»»

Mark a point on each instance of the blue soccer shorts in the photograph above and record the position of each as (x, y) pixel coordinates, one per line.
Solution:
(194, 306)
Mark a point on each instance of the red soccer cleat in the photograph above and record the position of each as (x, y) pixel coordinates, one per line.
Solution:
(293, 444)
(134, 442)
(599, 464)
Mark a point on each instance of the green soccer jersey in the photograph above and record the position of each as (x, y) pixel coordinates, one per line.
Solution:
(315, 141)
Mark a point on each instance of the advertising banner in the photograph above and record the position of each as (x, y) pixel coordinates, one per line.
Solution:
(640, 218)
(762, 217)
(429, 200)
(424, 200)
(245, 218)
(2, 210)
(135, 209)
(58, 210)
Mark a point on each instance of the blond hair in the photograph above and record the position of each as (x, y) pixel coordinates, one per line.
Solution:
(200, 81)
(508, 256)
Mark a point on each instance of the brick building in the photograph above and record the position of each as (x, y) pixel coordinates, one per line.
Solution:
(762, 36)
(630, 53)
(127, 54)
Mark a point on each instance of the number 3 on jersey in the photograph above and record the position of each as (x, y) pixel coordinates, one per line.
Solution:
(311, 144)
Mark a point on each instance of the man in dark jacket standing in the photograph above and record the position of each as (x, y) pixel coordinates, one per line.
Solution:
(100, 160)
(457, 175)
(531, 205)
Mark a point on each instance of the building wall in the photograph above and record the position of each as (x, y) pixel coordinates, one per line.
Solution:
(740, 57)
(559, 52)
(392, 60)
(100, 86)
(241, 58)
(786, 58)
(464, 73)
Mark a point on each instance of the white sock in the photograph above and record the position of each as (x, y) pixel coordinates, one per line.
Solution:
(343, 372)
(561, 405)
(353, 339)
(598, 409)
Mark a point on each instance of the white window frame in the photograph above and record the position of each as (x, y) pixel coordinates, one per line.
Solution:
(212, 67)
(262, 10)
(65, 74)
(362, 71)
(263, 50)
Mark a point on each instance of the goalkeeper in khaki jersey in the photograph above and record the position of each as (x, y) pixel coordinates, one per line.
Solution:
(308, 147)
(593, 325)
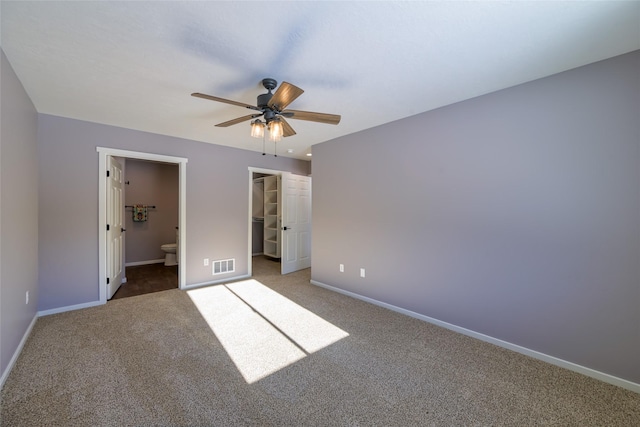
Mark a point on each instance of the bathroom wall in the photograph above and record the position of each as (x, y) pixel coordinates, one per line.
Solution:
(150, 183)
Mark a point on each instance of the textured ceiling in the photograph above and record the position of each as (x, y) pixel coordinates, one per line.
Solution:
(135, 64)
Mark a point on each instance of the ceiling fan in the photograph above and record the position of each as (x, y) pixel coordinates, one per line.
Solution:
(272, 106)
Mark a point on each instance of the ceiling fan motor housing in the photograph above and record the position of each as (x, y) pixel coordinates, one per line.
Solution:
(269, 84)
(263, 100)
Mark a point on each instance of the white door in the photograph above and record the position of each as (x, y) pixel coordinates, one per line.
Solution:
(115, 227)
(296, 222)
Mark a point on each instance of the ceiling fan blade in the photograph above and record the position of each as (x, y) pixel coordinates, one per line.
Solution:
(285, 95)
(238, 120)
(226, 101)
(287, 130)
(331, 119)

««

**YOUR TASK:** Please show the lines in the entries above that hold the string "white".

**TASK SOLUTION:**
Mark a point on each instance of the white sock in the photograph above and record the position of each as (x, y) pixel coordinates, one per line.
Mark a point on each instance of the white window frame in the photograph above and record the position of each as (x, y) pixel coordinates, one per line.
Mark a point on each instance of the white door in the photograph above and record the position of each as (x, y) pixel coordinates, one per line.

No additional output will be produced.